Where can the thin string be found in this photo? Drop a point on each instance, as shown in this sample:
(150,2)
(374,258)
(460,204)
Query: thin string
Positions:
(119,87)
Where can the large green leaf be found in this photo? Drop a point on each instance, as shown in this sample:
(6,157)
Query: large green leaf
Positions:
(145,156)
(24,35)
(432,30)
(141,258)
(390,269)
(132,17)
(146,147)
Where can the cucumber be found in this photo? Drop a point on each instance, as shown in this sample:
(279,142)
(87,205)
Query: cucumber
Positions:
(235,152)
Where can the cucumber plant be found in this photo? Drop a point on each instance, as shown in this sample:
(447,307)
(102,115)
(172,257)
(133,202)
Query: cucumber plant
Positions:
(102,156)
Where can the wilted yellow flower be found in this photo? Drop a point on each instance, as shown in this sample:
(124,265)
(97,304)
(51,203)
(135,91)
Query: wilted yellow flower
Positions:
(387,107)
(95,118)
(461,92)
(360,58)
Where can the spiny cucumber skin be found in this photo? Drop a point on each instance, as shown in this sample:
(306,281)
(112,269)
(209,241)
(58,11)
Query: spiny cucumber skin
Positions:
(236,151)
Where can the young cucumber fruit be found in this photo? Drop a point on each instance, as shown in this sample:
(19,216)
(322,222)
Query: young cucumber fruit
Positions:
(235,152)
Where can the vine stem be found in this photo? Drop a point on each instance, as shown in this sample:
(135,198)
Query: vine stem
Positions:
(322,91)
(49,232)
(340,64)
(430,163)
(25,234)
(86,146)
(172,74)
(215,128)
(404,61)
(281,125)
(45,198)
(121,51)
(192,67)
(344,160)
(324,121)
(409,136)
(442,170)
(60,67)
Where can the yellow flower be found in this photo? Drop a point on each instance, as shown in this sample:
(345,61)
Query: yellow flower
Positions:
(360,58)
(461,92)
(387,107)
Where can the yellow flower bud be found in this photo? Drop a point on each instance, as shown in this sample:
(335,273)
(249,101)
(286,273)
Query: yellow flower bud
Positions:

----------

▶ **Your task**: Rewrite all of the entries above, changing every "Positions" to "Locations" and leaving everything else as it is.

▶ **The result**:
Where can the thin string be found in this photo? Drop a point on each instance, as shown in this sample:
(150,2)
(374,258)
(460,204)
Query: thin string
Locations:
(119,87)
Where can the large green leaf be found in this photo? Drop a point on each instance, as shown in this sample:
(6,157)
Query: large green leaf
Locations:
(145,156)
(24,35)
(432,30)
(141,258)
(390,269)
(132,17)
(146,147)
Where can the cucumber be found in this photo? Drop a point on each instance, as shown in this sample:
(279,142)
(87,205)
Query: cucumber
Locations:
(235,152)
Where can the cucumber plant be found in this photo? Drop a point on each instance, as shown in this sample:
(447,307)
(102,115)
(172,257)
(133,202)
Query: cucumber plant
Locations:
(102,156)
Where can the wilted yellow flower be found in this photo? Drop a point on each instance, as shown in this sample:
(124,265)
(97,304)
(51,203)
(135,91)
Query: wilted yellow flower
Locations:
(387,107)
(95,118)
(461,92)
(360,58)
Where can the spiny cucumber skin be found in this photo? Drop a point on each instance, as shown in this sample:
(306,281)
(112,269)
(209,241)
(58,11)
Query: spiny cucumber skin
Locations:
(236,151)
Where can the young cucumber fruit be found in this photo? Drop a point on each instance, as shown in this sample:
(19,216)
(322,222)
Query: young cucumber fruit
Locations:
(235,152)
Where can the vine stem be found in this photo? Drop a point on each instance, as shown in this sample:
(135,198)
Query: vine stem
Locations:
(322,91)
(49,232)
(340,64)
(430,163)
(25,234)
(86,146)
(172,74)
(215,128)
(404,61)
(281,125)
(45,198)
(121,51)
(192,67)
(344,160)
(324,121)
(409,136)
(442,170)
(60,67)
Where can the yellow flower be found in this photo? Drop a point on each instance, as shown in this sample:
(345,61)
Query: yellow flower
Locations:
(360,58)
(461,92)
(387,107)
Where can the yellow flower bud be found in this photo? Drop a point on each instance, as shown in this sample:
(335,273)
(249,101)
(286,273)
Query: yellow flower bud
Locations:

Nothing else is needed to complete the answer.